Quelldokument.
____

Elektronische Zielgeräte mit Wärmebildtechnik haben gegenüber Wärmebildvorsatzgeräten den Vorteil, dass alles an Technik in nur einem Gerät verbaut ist.
Night Pearl Oracle 35
Technische Daten
Night Pearl Oracle 35
Das Night Pearl Oracle 35 kann – wie die anderen Zielgeräte auch – anstelle der Tagesoptik auf das Gewehr montiert werden. Dieses Wärmebildzielgerät verfügt über eine 1-, 2- bzw. 4-fache Vergrößerung und eine Picture-in-Picture-Funktion (während der Bildschirm grundsätzlich eine einfache Vergrößerung zeigt, ist im oberen Bereich ein Fenster mit 4-facher Vergrößerung des Bildes eingeblendet). Der Jäger kann die Bilddarstellung in der Farbpalette aus zehn verschiedenen Modi wählen, das Menü wird mit einem roten „Joystick“ auf der linken Seite angesteuert. Im Menü, in dem man sich im Übrigen leicht zurechtfindet, kann auch das Fadenkreuz aus fünf verschiedenen Varianten und vier verschiedenen Farben (Grün, Rot, Weiß, Schwarz) gewählt werden, und auch ein stadiametrischer Entfernungsmesser steht zur Verfügung. Damit kann man die Entfernung zum Wild einigermaßen gut „messen“, indem man es in die zwei horizontalen Balken bringt und den oberen so weit nach unten schiebt, bis er am Ziemer des Stückes aufliegt. Je nach anvisierter Wildart – etwa Hirsch, Wildschwein und Hase – wird die Entfernung unter dem jeweiligen Icon angezeigt. Das Erkennen von Wildtieren soll laut Hersteller übrigens bis auf 1.350 m möglich sein.
Gefallen haben uns die sehr kompakte Bauweise dieses Zielgeräts, die einfache Ein-Knopf-Bedienung, der Energiesparmodus und die Möglichkeit, das Zielgerät auf mehreren Büchsen verwenden zu können, ohne es jedes Mal neu einschießen zu müssen (5 Profile können gespeichert werden). Montiert war das Testgerät mit einer Weaver Klemm-Montage.
ATN Mars 4 4,5–18×50
Technische Daten
ATN Mars 4 4,5–18×50
Charakterisiert wird das Mars 4 von ATN, ein Zielgerät mit Wärmebildtechnik, durch ein eckiges Gehäuse zwischen Okular und Objektiv, das an der Oberseite mit fünf Tasten und linksseitig mit einem Drehrad, mit welchem man von 4,5- bis 18-fach digital zoomen kann, versehen ist. Beim Blick durchs Zielgerät fallen links und rechts Anzeigen auf, die sowohl den Neigungs- als auch den Kippwinkel in Grad angeben, weiters auch der Kompass und die Vergrößerungseinstellung. Im Menü findet man eine Fülle an Einstellungsmöglichkeiten, etwa kann das Absehen in sieben verschiedenen Ausführungen und ebensovielen Farben eingestellt werden. Auch die Bilddarstellung kann aus einer Farbpalette gewählt werden – neun verschiedene Möglichkeiten stehen hierbei zur Wahl.

____

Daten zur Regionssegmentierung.
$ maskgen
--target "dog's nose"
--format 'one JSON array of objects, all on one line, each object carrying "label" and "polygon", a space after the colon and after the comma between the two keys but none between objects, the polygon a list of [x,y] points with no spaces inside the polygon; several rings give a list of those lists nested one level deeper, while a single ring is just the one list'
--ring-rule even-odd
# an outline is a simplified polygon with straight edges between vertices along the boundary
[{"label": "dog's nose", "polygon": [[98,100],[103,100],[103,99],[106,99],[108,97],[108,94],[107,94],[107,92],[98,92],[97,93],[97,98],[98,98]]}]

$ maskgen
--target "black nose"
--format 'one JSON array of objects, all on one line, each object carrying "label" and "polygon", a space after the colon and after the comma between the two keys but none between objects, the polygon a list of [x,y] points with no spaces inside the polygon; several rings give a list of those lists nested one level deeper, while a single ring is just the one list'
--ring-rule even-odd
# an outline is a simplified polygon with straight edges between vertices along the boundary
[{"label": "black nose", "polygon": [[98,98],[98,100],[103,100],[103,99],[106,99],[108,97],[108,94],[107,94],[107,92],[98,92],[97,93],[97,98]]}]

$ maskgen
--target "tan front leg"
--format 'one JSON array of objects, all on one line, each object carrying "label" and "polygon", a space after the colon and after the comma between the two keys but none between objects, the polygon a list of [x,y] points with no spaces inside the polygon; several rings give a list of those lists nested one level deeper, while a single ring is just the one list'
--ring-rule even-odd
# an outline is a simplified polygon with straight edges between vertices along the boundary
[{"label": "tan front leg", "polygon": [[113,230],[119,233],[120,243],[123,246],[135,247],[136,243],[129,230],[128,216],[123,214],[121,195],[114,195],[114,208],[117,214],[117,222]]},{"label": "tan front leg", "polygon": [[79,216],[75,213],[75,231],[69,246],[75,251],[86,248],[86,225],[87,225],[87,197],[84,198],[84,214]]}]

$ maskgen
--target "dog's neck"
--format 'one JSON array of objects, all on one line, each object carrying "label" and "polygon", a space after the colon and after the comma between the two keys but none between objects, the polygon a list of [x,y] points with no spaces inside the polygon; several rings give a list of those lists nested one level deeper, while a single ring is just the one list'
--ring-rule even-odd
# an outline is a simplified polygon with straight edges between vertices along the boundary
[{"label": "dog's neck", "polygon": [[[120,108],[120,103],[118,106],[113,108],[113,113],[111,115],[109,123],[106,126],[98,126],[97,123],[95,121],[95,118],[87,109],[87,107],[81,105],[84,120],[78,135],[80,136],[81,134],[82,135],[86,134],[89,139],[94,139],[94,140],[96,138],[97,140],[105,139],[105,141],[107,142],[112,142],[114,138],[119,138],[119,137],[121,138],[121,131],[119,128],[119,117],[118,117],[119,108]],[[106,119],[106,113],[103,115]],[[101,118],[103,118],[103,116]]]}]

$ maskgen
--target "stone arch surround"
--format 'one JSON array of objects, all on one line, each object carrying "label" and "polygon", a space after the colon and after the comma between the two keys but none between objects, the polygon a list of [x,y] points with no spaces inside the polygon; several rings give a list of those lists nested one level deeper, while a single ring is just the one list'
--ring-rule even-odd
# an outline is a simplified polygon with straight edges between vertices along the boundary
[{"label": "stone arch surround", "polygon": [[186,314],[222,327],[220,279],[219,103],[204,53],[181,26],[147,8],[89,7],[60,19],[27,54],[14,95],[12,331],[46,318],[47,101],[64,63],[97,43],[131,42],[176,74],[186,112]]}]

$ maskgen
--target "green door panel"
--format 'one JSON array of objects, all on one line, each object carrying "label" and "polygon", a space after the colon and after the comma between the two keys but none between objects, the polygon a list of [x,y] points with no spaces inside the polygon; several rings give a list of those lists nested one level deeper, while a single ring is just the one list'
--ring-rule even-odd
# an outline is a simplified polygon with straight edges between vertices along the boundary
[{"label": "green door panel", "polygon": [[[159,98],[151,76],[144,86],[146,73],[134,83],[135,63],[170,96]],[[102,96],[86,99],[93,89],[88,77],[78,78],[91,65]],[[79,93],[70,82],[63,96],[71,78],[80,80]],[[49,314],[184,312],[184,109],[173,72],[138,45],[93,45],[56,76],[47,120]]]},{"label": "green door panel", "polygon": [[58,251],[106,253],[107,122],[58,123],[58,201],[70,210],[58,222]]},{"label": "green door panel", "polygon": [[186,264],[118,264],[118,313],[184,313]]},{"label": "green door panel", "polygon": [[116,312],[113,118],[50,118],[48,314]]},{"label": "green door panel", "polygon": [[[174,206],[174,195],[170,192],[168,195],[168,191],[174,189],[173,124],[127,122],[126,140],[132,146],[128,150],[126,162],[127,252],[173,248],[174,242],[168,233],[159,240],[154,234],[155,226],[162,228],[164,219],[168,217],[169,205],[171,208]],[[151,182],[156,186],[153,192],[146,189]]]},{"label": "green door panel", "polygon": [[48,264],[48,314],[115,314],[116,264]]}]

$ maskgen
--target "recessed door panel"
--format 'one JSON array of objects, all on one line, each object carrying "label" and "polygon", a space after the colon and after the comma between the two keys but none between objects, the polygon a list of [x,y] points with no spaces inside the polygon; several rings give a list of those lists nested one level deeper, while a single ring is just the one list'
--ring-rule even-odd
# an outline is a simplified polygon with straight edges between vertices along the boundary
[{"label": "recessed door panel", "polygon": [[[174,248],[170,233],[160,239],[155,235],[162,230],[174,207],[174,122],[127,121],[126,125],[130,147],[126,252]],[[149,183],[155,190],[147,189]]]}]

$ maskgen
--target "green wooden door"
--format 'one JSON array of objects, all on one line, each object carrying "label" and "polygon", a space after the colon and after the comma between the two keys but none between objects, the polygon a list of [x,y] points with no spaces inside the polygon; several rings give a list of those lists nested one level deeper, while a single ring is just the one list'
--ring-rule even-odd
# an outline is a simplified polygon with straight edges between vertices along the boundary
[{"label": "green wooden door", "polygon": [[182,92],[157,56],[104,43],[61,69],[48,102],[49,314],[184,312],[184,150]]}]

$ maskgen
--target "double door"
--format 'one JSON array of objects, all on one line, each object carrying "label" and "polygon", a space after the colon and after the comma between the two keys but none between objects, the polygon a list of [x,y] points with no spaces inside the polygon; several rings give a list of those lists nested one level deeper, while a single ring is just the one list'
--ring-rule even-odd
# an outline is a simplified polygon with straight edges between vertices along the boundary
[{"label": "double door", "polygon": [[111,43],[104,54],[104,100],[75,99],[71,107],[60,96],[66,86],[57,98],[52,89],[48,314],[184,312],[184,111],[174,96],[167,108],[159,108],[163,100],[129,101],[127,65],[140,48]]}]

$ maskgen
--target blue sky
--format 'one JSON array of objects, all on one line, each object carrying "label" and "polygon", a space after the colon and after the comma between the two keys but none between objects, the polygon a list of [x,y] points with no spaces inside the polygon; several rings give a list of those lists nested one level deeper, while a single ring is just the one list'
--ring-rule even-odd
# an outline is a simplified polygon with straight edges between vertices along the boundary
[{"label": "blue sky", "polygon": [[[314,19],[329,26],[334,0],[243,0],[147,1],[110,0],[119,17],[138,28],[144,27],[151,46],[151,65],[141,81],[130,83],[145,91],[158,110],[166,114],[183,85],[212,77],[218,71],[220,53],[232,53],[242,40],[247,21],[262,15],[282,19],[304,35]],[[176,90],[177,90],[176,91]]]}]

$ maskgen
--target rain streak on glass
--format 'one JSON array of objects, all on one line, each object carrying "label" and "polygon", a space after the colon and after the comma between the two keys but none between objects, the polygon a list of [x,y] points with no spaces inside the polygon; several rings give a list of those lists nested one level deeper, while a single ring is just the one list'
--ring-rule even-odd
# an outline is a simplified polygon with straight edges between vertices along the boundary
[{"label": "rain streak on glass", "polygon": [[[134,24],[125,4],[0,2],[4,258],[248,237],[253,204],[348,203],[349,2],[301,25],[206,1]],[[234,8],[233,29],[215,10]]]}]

____

Aufgabe und Vorgaben. Bitte setzen Sie den Text über Zielgeräte mit Wärmebildtechnik im Anschluss an seinen letzten Satz fort. Die Einträge stammen aus einer anderen Quelle.

Übungsergebnis.
Das Mars 4 bietet die Möglichkeit, Videos mit einer Auflösung von 1.280 px aufzunehmen, und auch eine rückstoßanimierte Videoaufnahme kann auf einer Micro-SD-Karte, die nicht im Lieferumfang enthalten ist, gespeichert werden; WLAN und Bluetooth sind ebenfalls vorhanden, womit die Bilder via App live auf mobile Endgeräte übertragen werden können. Weiters können Profile für sechs verschiedene Büchsen angelegt werden. Der integrierte Akku soll laut Hersteller mit einer Laufzeit von 18 Stunden der leistungsstärkste am Markt sein.
Gefallen haben uns das seitliche Zoomrad, die zahlreichen Einstellungsmöglichkeiten und die für optische Zielfernrohre übliche Montage mit 30 mm-Ringen. Das Menü ist äußerst umfangreich, und obwohl die Menüführung plausibel ist, kann man sich im Dschungel der unzähligen Einstellungsmöglichkeiten schon einmal verirren. Aufpassen muss man in der Praxis, dass man das Gerät nicht unbeabsichtigt einschaltet.
Pulsar Thermion XP50
Technische Daten
Pulsar Thermion XP50
Das Thermion XP50 von Pulsar verwendet einen Sensor mit 640×480 px, der ein großes Sehfeld auf kurze Distanzen gewährleistet. Das Bild wirkt scharf und detailreich mit nur geringem Bildrauschen. Im Display des Okulars werden Informationen, wie Uhrzeit, der gewählte Betriebsmodus usw., angezeigt. In einer Bibliothek können verschiedene Absehentypen und -farben gewählt werden, wobei auch die Helligkeit des Absehens individuell variiert werden kann. Mit drei Tasten an der Oberseite des Okulars können die wichtigsten Features des Zielgeräts schnell angesteuert werden. Jagdszenen können mittels eingebauter Videokamera gefilmt bzw. fotografiert und im 16 GB großen internen Speicher abgespeichert werden. Via WLAN ist aber auch ein direktes Streamen auf mobile Endgeräte möglich. In der dafür benötigten App kann zudem die Firmware aktualisiert werden.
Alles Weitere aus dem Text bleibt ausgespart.